-- start SOURCE --
5.261 Yet, in the recent case Canada - Certain measures concerning Periodicals218, the Appellate Body has endorsed expressly the Panel Report on US - Measures Affecting Alcoholic and Malt Beverages, thus confirming that the interpretation of Article III:8 (b) of GATT made by that Panel remains still valid under GATT 1994.

5.262 The issue in dispute in Canada - Certain measures concerning Periodicals was whether the application by Canada Post of a reduced postal rate to certain domestic periodicals was a subsidy covered by Article III:8 (b). Following a careful examination of the text, the context and the drafting history of that provision in line with the analysis made in the preceding paragraphs, the Appellate Body concluded as follows:

We do not see a reason to distinguish a reduction of tax rates on a product from a reduction in transportation or postal rates. Indeed, an examination of the text, context, and object and purpose of Article III:8(b) suggests that it was intended to exempt from the obligations of Article III only the payment of subsidies which involves the expenditure of revenue by a government"219 [emphasis added].

5.263 The Appellate Body then went on to express its agreement with the following passage of the Panel Report on US - Measures affecting Alcoholic and Malt Beverages:

5.10 Article III:8(b) limits, therefore, the permissible producers subsidies to 'payments' after taxes have been collected or payments otherwise consistent with Article III. This separation of tax rules, e.g. on tax exemptions or reductions, and subsidy rules makes sense economically and politically. Even if the proceeds from non-discriminatory product taxes may be used for subsequent subsidies, the domestic producer, like his foreign competitors, must pay the product taxes due. The separation of tax and subsidy rules contributes to greater transparency. It also may render abuses of tax policies for protectionist purposes more difficult, as in the case where producer aids require additional legislative or governmental decisions in which the different interests can be balanced.220

5.264 Thus, contrary to the suggestions advanced by Indonesia, in Canada - Certain measures concerning Periodicals the Appellate Body made it very clear that a subsidy in the form of an exemption or reduction of tax rates on a product does not fall within Article III:8(b). The Appellate Body Report on Canada - Certain measures concerning Periodicals cannot be explained away simply by saying that Canada did not raise the argument that the measures at issue were subsidies covered by the SCM Agreement. (See Section V.D). GATT Article III:8(b) cannot have different meanings depending on the arguments raised by the parties to a dispute. If the SCM Agreement had changed the meaning of GATT Article III:8(b), the Appellate Body should have taken into account that new meaning, even if it was not invoked by Canada.
-- end SOURCE --
-- start EXTRACTED DATA --
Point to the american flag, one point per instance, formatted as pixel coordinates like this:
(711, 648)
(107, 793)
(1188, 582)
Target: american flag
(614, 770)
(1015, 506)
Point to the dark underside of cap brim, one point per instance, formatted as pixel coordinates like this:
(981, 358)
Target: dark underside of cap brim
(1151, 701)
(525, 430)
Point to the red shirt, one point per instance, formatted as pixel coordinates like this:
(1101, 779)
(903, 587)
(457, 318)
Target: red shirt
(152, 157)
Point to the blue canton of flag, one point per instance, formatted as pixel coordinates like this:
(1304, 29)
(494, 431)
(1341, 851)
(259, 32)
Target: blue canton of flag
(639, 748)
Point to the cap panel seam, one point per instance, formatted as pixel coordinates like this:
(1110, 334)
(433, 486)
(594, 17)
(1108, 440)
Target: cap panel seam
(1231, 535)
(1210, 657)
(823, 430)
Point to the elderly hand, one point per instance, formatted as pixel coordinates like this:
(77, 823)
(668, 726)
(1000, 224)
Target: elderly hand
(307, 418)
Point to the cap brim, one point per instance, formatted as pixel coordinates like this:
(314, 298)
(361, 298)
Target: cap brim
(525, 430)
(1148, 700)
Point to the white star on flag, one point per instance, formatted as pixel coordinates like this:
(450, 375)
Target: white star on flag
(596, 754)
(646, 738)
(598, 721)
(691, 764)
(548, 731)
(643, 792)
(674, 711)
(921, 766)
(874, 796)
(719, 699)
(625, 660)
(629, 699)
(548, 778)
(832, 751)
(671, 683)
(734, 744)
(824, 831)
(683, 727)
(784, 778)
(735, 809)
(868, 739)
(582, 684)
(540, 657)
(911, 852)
-- end EXTRACTED DATA --
-- start EXTRACTED DATA --
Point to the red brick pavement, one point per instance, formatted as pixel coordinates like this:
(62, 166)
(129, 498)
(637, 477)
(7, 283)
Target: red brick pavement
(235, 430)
-- end EXTRACTED DATA --
**COMPLETE THE FOLLOWING**.
a - In the excerpt on GATT Article III:8(b), what was the issue in dispute in Canada - Certain measures concerning Periodicals?
b - Print the passage of the excerpt on GATT Article III:8(b) from "5.264 Thus, contrary" to "invoked by Canada.".
None of the tasks requires the records.

**SOLUTIONS BELOW**.
a - Whether Canada Post's application of a reduced postal rate to certain domestic periodicals was a subsidy covered by Article III:8 (b).

b -
5.264 Thus, contrary to the suggestions advanced by Indonesia, in Canada - Certain measures concerning Periodicals the Appellate Body made it very clear that a subsidy in the form of an exemption or reduction of tax rates on a product does not fall within Article III:8(b). The Appellate Body Report on Canada - Certain measures concerning Periodicals cannot be explained away simply by saying that Canada did not raise the argument that the measures at issue were subsidies covered by the SCM Agreement. (See Section V.D). GATT Article III:8(b) cannot have different meanings depending on the arguments raised by the parties to a dispute. If the SCM Agreement had changed the meaning of GATT Article III:8(b), the Appellate Body should have taken into account that new meaning, even if it was not invoked by Canada.